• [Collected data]
'''
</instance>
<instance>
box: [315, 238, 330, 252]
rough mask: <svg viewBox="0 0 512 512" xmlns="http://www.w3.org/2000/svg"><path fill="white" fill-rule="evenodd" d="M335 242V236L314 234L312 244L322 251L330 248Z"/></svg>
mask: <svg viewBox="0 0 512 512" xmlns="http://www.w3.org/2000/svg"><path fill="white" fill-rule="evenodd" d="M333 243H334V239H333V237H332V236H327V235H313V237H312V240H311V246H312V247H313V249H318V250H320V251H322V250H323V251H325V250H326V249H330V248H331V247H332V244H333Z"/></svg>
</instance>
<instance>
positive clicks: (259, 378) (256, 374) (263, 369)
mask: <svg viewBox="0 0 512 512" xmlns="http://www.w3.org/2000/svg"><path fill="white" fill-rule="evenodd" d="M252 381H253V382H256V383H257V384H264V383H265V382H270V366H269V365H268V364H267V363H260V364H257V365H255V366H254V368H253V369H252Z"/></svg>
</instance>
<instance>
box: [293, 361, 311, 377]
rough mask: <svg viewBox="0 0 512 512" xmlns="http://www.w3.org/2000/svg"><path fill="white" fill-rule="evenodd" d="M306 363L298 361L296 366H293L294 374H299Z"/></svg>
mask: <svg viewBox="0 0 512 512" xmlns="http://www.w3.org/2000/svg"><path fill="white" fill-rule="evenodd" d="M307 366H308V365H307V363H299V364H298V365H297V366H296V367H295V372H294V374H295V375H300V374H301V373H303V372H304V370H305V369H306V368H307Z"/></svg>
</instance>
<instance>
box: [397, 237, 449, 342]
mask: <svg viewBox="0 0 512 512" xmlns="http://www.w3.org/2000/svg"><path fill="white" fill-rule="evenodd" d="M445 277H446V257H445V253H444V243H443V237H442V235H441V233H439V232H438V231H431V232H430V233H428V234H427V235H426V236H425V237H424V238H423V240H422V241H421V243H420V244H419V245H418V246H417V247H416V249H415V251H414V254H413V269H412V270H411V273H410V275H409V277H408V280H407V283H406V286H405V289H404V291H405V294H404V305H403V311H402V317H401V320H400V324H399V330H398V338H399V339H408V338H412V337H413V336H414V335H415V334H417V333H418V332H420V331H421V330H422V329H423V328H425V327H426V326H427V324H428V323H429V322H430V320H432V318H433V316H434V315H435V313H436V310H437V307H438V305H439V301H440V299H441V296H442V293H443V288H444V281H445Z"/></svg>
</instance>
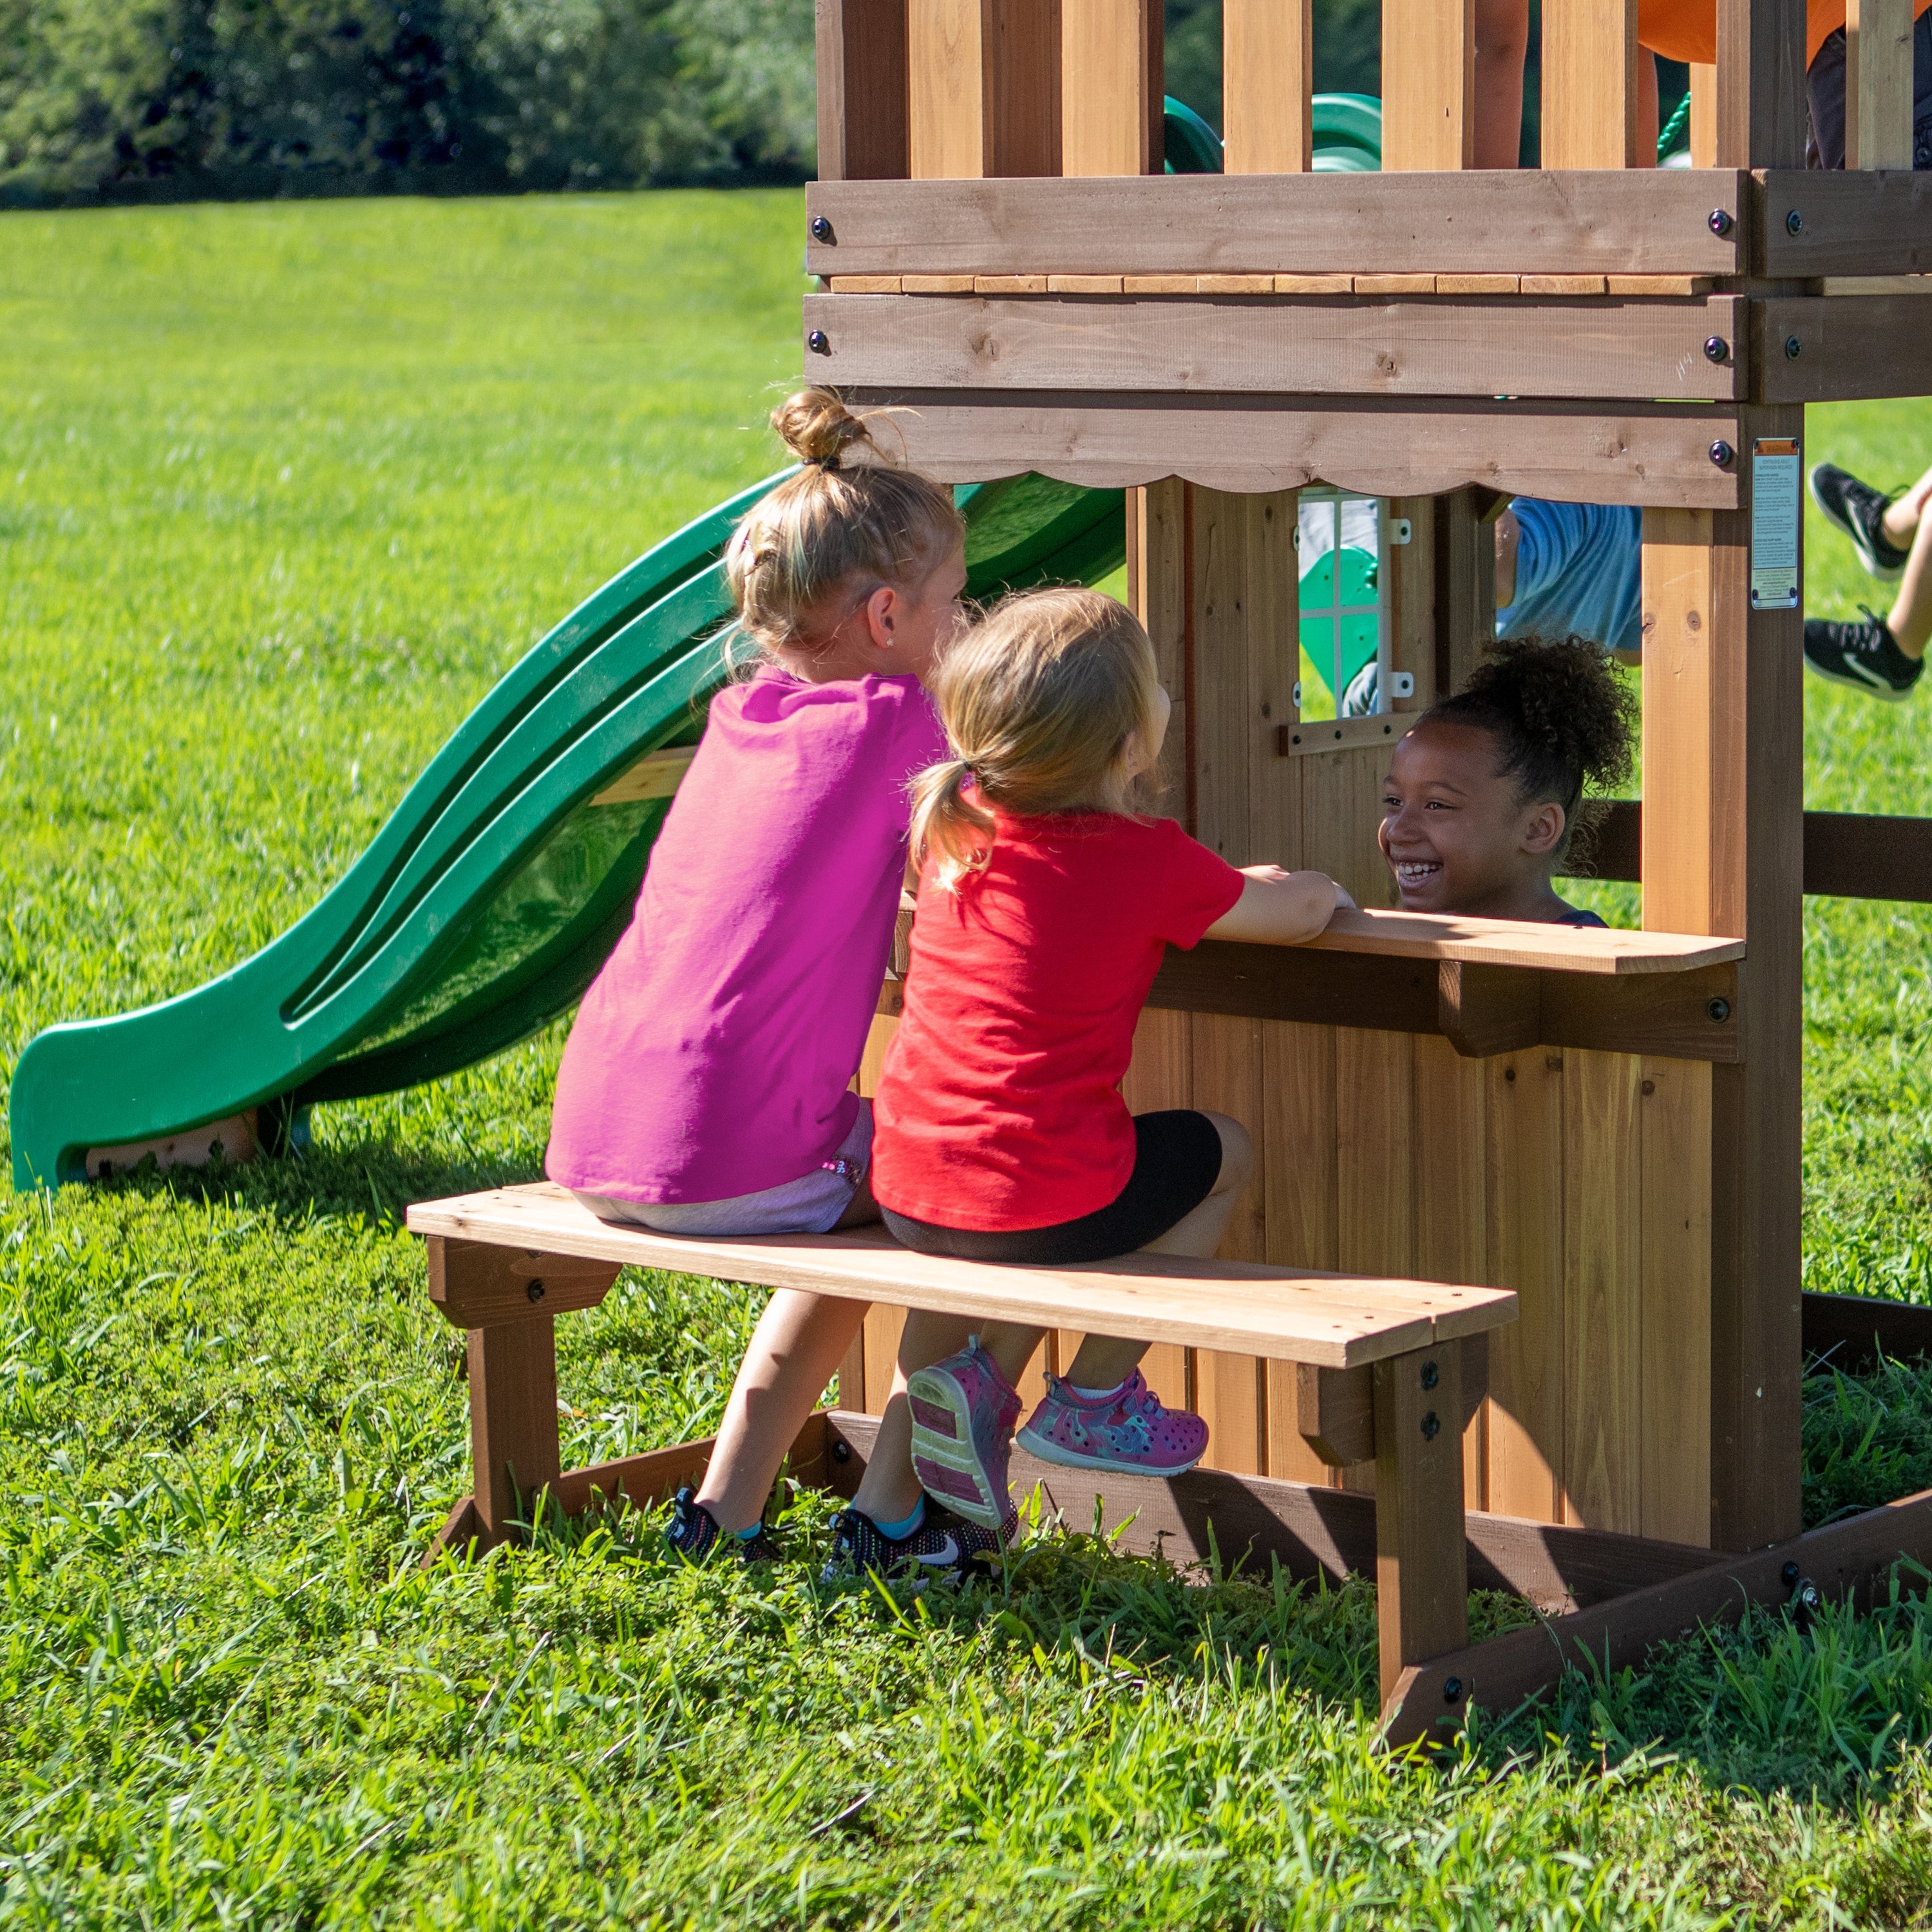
'''
• [Your goal]
Rewrite the data above exactly as given, but omit the images.

• [Solution to this task]
</instance>
<instance>
box: [315, 238, 330, 252]
rough mask: <svg viewBox="0 0 512 512" xmlns="http://www.w3.org/2000/svg"><path fill="white" fill-rule="evenodd" d="M335 242V236L314 234L312 244L322 251L330 248Z"/></svg>
mask: <svg viewBox="0 0 512 512" xmlns="http://www.w3.org/2000/svg"><path fill="white" fill-rule="evenodd" d="M333 243H334V239H333V237H332V236H327V235H313V237H312V240H311V246H312V247H313V249H318V250H320V251H322V250H323V251H325V250H326V249H330V248H331V247H332V244H333Z"/></svg>
</instance>
<instance>
positive clicks: (259, 378) (256, 374) (263, 369)
mask: <svg viewBox="0 0 512 512" xmlns="http://www.w3.org/2000/svg"><path fill="white" fill-rule="evenodd" d="M252 381H253V382H256V383H257V384H264V383H265V382H270V366H269V365H268V364H267V363H260V364H257V365H255V366H254V368H253V369H252Z"/></svg>
</instance>
<instance>
box: [293, 361, 311, 377]
rough mask: <svg viewBox="0 0 512 512" xmlns="http://www.w3.org/2000/svg"><path fill="white" fill-rule="evenodd" d="M306 363L298 361L296 366H293L294 374H299Z"/></svg>
mask: <svg viewBox="0 0 512 512" xmlns="http://www.w3.org/2000/svg"><path fill="white" fill-rule="evenodd" d="M307 366H308V365H307V363H299V364H298V365H297V366H296V367H295V372H294V374H295V375H300V374H301V373H303V372H304V370H305V369H306V368H307Z"/></svg>
</instance>
<instance>
box: [397, 237, 449, 342]
mask: <svg viewBox="0 0 512 512" xmlns="http://www.w3.org/2000/svg"><path fill="white" fill-rule="evenodd" d="M445 277H446V257H445V253H444V243H443V237H442V235H441V233H439V232H438V231H431V232H430V233H428V234H427V235H426V236H425V237H424V238H423V240H422V241H421V243H420V244H419V245H418V246H417V247H416V249H415V251H414V254H413V269H412V270H411V273H410V275H409V277H408V280H407V283H406V286H405V289H404V291H405V294H404V305H403V311H402V317H401V320H400V324H399V330H398V338H399V339H408V338H412V337H413V336H414V335H415V334H417V333H418V332H420V331H421V330H422V329H423V328H425V327H426V326H427V324H428V323H429V322H430V320H432V318H433V316H434V315H435V313H436V310H437V307H438V305H439V301H440V299H441V296H442V293H443V288H444V281H445Z"/></svg>
</instance>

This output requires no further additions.